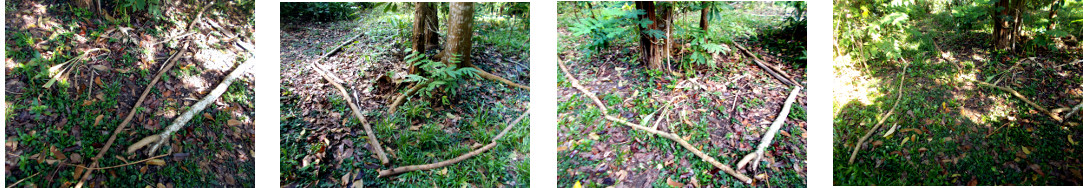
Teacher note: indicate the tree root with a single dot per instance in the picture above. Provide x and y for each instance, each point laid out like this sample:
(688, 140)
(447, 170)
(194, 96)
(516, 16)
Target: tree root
(385, 173)
(402, 98)
(670, 136)
(881, 121)
(356, 112)
(770, 69)
(770, 132)
(1040, 108)
(486, 75)
(199, 106)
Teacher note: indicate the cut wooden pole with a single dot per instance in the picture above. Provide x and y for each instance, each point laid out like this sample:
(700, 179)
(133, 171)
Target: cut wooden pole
(670, 136)
(770, 69)
(356, 112)
(770, 132)
(488, 76)
(199, 106)
(1013, 92)
(385, 173)
(861, 142)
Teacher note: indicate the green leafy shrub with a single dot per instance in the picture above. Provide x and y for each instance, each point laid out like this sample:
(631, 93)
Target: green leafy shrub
(445, 78)
(607, 25)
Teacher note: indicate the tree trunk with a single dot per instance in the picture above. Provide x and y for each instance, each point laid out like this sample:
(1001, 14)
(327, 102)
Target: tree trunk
(703, 16)
(459, 32)
(1006, 23)
(425, 29)
(653, 48)
(1053, 14)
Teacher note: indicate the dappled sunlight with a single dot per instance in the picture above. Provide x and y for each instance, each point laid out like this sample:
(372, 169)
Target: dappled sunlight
(216, 59)
(851, 84)
(194, 82)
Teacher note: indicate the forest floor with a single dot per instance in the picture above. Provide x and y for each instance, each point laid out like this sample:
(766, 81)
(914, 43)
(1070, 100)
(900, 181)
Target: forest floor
(723, 111)
(952, 131)
(51, 130)
(324, 145)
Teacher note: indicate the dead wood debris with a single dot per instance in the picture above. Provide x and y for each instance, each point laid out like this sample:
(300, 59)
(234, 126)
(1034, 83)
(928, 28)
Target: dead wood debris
(385, 173)
(902, 78)
(670, 136)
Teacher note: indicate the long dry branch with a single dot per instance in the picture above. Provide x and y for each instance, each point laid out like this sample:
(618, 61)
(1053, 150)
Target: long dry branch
(770, 69)
(356, 112)
(861, 142)
(131, 113)
(199, 106)
(1040, 108)
(770, 132)
(385, 173)
(486, 75)
(670, 136)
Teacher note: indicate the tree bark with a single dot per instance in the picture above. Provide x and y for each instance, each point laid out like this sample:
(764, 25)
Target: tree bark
(653, 48)
(703, 16)
(425, 28)
(459, 32)
(1007, 23)
(1053, 14)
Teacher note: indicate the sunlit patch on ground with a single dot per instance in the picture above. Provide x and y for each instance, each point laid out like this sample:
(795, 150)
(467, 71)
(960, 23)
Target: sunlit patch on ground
(851, 84)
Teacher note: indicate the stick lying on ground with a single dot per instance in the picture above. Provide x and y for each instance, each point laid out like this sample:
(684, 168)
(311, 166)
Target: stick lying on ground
(770, 69)
(131, 113)
(199, 106)
(672, 136)
(861, 142)
(770, 132)
(402, 98)
(1013, 92)
(356, 112)
(486, 75)
(385, 173)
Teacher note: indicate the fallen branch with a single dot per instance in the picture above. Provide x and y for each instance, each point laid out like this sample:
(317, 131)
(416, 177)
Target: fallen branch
(401, 98)
(385, 173)
(770, 69)
(485, 75)
(338, 48)
(356, 112)
(861, 142)
(210, 97)
(121, 165)
(670, 136)
(1040, 108)
(1074, 109)
(21, 180)
(770, 132)
(131, 113)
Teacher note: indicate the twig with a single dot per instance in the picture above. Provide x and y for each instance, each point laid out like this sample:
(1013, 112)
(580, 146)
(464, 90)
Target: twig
(1013, 92)
(385, 173)
(770, 69)
(770, 132)
(670, 136)
(401, 98)
(861, 142)
(131, 113)
(199, 106)
(356, 112)
(1074, 109)
(485, 75)
(121, 165)
(21, 180)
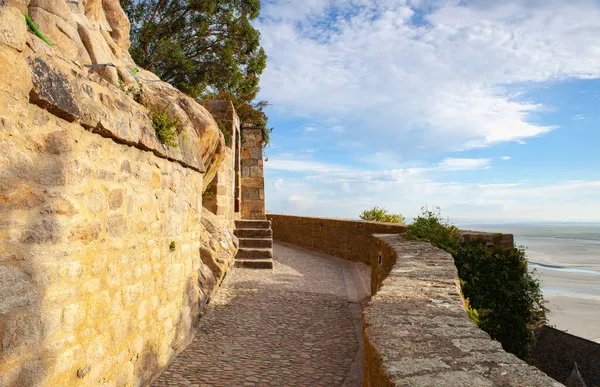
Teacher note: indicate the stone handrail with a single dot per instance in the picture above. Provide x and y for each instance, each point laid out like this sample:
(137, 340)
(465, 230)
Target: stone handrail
(416, 331)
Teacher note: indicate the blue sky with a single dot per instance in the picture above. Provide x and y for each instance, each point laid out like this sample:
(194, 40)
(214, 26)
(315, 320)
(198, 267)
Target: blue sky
(488, 109)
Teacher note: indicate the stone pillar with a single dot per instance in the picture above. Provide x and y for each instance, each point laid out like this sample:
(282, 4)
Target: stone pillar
(222, 195)
(253, 182)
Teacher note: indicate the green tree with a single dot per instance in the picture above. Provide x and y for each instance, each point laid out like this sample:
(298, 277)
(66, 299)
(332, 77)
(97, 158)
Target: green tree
(501, 297)
(431, 227)
(378, 214)
(206, 48)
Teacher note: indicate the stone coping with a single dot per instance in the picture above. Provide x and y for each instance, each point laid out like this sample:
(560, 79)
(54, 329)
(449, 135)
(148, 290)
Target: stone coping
(416, 331)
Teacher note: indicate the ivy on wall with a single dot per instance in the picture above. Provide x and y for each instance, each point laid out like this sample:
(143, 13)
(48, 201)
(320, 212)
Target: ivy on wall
(501, 296)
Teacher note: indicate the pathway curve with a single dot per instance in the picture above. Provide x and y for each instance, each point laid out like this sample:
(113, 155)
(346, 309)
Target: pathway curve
(296, 325)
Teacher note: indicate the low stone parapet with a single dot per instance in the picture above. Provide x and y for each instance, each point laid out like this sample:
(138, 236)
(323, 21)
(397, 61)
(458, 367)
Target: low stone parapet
(416, 331)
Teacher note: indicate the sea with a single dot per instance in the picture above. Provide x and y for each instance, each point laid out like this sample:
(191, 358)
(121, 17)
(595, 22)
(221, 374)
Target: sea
(565, 257)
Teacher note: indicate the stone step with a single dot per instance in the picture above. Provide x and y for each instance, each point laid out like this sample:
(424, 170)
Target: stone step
(254, 253)
(253, 233)
(256, 242)
(254, 263)
(251, 223)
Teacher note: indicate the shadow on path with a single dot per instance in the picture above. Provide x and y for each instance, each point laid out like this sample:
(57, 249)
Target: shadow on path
(292, 326)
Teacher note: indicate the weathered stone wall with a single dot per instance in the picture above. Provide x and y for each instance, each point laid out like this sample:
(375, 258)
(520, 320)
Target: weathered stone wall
(343, 238)
(253, 181)
(346, 238)
(222, 193)
(416, 331)
(106, 255)
(555, 352)
(91, 282)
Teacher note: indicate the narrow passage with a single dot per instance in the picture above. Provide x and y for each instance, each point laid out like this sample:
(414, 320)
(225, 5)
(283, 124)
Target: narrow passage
(296, 325)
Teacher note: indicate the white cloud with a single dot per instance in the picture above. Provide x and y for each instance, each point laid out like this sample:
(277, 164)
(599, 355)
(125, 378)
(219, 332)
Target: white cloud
(456, 164)
(332, 190)
(445, 84)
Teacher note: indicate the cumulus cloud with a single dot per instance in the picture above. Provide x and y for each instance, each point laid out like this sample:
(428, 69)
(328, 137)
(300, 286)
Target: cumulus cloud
(428, 75)
(334, 190)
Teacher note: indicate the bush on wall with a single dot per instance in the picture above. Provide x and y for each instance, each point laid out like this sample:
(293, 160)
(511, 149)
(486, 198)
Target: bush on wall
(503, 299)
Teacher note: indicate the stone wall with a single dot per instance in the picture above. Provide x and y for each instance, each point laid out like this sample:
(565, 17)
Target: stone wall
(253, 182)
(106, 255)
(416, 331)
(100, 268)
(222, 196)
(555, 352)
(343, 238)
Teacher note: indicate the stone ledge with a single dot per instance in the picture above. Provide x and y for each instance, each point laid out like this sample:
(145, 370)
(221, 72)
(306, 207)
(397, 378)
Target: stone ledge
(416, 331)
(74, 94)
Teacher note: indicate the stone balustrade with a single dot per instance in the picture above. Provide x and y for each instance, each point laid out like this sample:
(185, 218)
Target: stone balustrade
(416, 331)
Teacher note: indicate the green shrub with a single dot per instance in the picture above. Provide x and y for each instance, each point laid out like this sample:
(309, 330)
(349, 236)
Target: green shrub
(165, 126)
(501, 297)
(508, 300)
(377, 214)
(430, 227)
(225, 132)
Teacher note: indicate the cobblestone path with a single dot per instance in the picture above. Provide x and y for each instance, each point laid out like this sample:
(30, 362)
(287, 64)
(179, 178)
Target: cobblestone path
(295, 325)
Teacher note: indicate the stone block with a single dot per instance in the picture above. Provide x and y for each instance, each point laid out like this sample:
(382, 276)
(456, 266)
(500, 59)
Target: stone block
(95, 202)
(22, 197)
(53, 91)
(256, 153)
(250, 194)
(245, 172)
(21, 332)
(256, 171)
(16, 288)
(73, 316)
(115, 199)
(15, 77)
(254, 182)
(86, 231)
(117, 226)
(43, 231)
(58, 143)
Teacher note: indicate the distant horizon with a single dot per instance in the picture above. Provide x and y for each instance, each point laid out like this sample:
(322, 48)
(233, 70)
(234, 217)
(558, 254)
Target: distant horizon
(488, 109)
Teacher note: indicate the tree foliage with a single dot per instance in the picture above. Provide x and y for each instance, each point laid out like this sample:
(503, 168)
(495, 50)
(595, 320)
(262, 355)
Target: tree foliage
(378, 214)
(206, 48)
(507, 298)
(501, 297)
(430, 227)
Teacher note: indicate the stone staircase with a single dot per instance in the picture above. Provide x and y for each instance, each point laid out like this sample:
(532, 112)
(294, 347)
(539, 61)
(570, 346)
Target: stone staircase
(256, 244)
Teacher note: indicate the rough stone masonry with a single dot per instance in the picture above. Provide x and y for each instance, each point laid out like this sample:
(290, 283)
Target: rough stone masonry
(106, 254)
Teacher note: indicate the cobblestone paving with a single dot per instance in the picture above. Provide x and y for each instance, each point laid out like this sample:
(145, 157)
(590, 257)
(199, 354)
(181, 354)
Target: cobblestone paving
(290, 326)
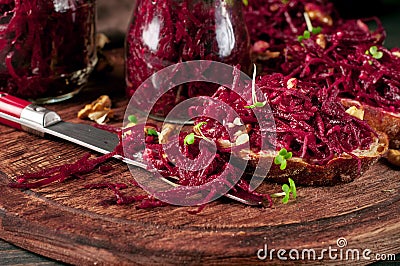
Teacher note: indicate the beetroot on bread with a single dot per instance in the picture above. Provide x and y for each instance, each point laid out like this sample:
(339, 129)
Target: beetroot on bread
(380, 120)
(329, 146)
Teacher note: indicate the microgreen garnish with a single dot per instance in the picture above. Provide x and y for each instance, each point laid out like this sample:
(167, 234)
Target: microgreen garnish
(281, 158)
(256, 103)
(189, 139)
(198, 126)
(310, 29)
(287, 189)
(132, 119)
(374, 52)
(152, 132)
(316, 30)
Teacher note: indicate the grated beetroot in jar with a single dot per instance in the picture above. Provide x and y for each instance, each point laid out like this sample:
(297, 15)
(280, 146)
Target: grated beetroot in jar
(47, 47)
(338, 51)
(166, 32)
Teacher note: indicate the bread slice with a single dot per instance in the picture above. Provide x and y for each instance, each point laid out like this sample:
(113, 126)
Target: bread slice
(342, 169)
(380, 120)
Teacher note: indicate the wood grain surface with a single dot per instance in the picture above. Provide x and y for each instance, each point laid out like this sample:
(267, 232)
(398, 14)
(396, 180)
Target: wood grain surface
(67, 222)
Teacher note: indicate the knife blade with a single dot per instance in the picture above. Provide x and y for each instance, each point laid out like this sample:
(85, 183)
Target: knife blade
(23, 115)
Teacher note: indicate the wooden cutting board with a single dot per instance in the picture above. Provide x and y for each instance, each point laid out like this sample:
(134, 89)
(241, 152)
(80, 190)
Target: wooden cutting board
(67, 222)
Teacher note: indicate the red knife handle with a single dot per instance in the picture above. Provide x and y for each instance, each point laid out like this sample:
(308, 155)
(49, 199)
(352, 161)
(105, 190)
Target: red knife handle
(12, 106)
(21, 114)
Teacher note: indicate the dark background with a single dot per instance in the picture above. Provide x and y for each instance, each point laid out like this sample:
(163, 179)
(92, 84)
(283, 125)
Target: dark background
(114, 16)
(113, 19)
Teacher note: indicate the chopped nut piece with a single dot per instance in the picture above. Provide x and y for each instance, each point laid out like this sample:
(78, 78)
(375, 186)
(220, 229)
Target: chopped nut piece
(292, 83)
(393, 157)
(242, 139)
(354, 111)
(99, 110)
(101, 40)
(397, 53)
(315, 14)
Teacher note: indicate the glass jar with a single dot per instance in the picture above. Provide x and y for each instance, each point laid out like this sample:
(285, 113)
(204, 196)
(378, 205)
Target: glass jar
(165, 32)
(47, 48)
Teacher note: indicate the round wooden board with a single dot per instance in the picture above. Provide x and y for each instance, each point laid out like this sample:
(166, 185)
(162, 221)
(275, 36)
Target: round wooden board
(67, 222)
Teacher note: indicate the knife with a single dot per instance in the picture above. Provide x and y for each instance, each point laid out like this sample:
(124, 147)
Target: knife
(24, 115)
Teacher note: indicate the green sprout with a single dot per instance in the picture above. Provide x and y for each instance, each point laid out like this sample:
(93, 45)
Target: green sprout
(374, 52)
(287, 189)
(256, 103)
(310, 29)
(189, 139)
(281, 158)
(151, 132)
(132, 119)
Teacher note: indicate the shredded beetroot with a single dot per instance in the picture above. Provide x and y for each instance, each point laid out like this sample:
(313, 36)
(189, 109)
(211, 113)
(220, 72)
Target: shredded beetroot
(337, 53)
(170, 32)
(40, 43)
(60, 173)
(309, 121)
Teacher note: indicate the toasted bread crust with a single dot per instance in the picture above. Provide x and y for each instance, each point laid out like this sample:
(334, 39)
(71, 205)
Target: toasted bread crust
(380, 120)
(342, 169)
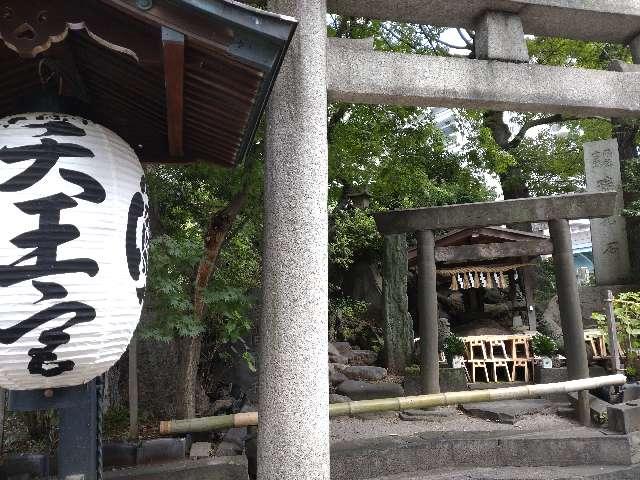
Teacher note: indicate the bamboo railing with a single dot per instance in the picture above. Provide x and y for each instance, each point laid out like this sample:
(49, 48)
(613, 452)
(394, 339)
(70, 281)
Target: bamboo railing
(206, 424)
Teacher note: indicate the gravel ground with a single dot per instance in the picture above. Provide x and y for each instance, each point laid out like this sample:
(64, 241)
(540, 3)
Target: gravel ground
(348, 428)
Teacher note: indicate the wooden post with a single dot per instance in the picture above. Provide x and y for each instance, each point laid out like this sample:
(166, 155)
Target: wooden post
(528, 280)
(570, 311)
(614, 351)
(428, 312)
(398, 329)
(133, 388)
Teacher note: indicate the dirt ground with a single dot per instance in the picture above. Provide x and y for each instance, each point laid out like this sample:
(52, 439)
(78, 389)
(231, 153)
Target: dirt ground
(351, 428)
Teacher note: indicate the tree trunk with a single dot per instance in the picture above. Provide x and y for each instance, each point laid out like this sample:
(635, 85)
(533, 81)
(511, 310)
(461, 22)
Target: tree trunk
(398, 327)
(189, 347)
(187, 382)
(626, 132)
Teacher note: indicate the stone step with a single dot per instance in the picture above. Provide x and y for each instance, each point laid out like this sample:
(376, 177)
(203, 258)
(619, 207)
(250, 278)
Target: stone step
(596, 472)
(371, 458)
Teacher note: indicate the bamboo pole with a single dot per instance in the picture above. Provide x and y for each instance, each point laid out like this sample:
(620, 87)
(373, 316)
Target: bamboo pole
(206, 424)
(3, 406)
(133, 388)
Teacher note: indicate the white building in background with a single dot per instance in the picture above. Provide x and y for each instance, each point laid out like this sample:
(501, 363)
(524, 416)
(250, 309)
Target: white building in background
(582, 247)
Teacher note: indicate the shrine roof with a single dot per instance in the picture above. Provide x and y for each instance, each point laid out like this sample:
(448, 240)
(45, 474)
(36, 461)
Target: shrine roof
(181, 81)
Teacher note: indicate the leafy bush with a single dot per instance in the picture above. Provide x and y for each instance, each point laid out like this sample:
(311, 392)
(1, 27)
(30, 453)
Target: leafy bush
(453, 346)
(543, 346)
(348, 322)
(626, 308)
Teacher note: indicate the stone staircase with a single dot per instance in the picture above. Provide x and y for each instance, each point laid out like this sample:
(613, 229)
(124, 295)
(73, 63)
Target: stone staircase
(493, 455)
(525, 473)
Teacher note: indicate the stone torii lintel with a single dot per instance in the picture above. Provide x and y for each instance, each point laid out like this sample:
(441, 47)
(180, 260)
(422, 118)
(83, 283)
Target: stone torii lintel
(539, 209)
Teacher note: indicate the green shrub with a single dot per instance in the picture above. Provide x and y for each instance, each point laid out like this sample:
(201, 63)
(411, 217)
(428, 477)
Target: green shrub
(543, 346)
(453, 346)
(626, 308)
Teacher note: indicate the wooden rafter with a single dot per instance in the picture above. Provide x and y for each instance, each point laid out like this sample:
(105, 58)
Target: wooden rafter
(173, 48)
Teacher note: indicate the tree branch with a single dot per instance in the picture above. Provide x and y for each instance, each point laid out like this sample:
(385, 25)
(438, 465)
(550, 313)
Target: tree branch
(517, 140)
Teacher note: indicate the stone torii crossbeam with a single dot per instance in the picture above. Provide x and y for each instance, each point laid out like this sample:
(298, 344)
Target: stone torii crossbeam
(557, 210)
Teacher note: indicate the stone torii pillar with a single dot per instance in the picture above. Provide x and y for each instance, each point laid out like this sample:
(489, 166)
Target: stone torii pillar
(570, 311)
(293, 436)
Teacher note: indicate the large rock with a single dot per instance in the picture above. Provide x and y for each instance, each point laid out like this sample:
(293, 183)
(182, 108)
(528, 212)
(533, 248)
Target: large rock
(365, 373)
(592, 299)
(362, 357)
(337, 377)
(368, 391)
(507, 411)
(624, 417)
(631, 391)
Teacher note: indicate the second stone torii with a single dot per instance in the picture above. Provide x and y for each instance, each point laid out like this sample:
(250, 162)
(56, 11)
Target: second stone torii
(557, 210)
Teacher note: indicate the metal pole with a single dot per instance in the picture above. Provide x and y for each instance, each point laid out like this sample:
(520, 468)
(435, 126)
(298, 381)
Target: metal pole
(3, 406)
(428, 312)
(398, 328)
(78, 455)
(570, 311)
(614, 351)
(220, 422)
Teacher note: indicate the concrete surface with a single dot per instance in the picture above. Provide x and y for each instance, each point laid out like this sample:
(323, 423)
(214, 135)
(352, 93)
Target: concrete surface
(508, 411)
(220, 468)
(344, 429)
(596, 20)
(607, 472)
(293, 441)
(608, 235)
(356, 75)
(597, 406)
(538, 209)
(499, 36)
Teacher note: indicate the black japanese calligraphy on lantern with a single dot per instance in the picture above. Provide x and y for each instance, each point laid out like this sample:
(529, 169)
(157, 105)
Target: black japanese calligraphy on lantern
(41, 244)
(43, 360)
(137, 245)
(44, 157)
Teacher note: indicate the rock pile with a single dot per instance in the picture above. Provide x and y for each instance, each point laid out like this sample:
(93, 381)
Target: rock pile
(353, 376)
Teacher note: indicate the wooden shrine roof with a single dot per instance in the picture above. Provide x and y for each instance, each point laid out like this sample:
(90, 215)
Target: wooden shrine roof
(486, 245)
(181, 81)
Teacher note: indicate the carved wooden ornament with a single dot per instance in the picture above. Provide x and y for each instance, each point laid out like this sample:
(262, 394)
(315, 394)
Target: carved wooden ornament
(31, 27)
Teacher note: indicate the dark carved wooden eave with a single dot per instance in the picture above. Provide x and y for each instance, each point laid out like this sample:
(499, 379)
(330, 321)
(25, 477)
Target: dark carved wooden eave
(215, 60)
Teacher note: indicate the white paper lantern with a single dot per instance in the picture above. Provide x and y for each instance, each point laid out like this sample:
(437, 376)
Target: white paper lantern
(73, 248)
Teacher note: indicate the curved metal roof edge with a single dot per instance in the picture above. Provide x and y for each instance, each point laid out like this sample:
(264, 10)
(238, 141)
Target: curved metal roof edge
(277, 27)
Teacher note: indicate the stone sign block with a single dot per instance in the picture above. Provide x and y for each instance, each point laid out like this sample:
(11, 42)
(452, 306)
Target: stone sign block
(608, 235)
(624, 417)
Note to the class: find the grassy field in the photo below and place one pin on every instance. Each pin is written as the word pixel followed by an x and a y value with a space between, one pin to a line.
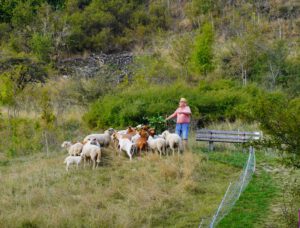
pixel 36 191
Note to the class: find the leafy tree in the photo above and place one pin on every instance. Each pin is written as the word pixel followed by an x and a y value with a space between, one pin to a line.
pixel 203 55
pixel 279 118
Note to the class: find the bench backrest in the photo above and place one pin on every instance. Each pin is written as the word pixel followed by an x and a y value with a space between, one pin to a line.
pixel 227 136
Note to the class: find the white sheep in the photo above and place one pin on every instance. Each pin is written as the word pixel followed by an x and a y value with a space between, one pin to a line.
pixel 72 160
pixel 73 149
pixel 158 144
pixel 92 150
pixel 103 139
pixel 126 145
pixel 135 137
pixel 173 141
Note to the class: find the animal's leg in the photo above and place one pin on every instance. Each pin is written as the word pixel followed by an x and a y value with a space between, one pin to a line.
pixel 129 155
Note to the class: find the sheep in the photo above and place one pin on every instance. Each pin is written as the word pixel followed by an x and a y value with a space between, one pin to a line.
pixel 92 150
pixel 103 139
pixel 73 149
pixel 158 144
pixel 72 160
pixel 126 145
pixel 173 140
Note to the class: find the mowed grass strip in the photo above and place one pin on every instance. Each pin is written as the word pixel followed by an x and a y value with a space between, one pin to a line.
pixel 253 205
pixel 152 192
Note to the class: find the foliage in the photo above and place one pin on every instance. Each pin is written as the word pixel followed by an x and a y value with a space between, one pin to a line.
pixel 210 101
pixel 157 122
pixel 203 50
pixel 280 122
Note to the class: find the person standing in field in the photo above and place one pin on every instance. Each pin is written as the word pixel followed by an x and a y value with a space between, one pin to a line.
pixel 183 114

(WHAT YOU NEED TO DO)
Only one stretch of the data above is needed. Restate it word for word, from the line containing "Teacher note: indicate the weathered" through the line containing "Teacher note: indicate the stone ledge", both ends included.

(YOUR RESPONSE)
Teacher note: indicate the weathered stone wall with a single dot per instance in the picture above. Provide x and y for each instance, each point laid out like this sample:
(375, 258)
(520, 320)
Target: weathered stone wall
(343, 238)
(253, 181)
(346, 238)
(222, 193)
(416, 331)
(106, 255)
(555, 352)
(91, 282)
Teacher note: indicate the narrow passage with a single dot per instance in the picture above. Provide x and y for each instance, each point laid out like this sample:
(414, 320)
(225, 5)
(283, 124)
Target: narrow passage
(296, 325)
Teacher note: indicate the white cloud with a single dot per instance in the picture above. Provide x and y for each instance, each point laid out like this sample:
(277, 164)
(599, 355)
(125, 378)
(219, 332)
Target: white cloud
(456, 164)
(332, 190)
(445, 84)
Teacher note: indicate the cumulus cloud with a single dot per instance in the picture above. Provide x and y for each instance, each point laid out like this sample:
(428, 69)
(328, 137)
(300, 286)
Target: cumulus cloud
(428, 75)
(334, 190)
Teacher note: indicate the bush on wall with a single dot per instance in the picture above. Provide x and y for each instance, each point laid out like this sample:
(293, 160)
(511, 149)
(486, 198)
Target: bush on wall
(503, 299)
Teacher note: indicate the stone wall with a single dot per instance in the picture above. Provide x and y for each instance, each point laid out like this sample:
(565, 17)
Target: stone wall
(253, 182)
(106, 255)
(416, 331)
(100, 268)
(222, 196)
(555, 352)
(343, 238)
Teacher note: indicate the stone ledge with a single dot per instance in the picture above. Provide x and y for each instance, each point laid out like this sample:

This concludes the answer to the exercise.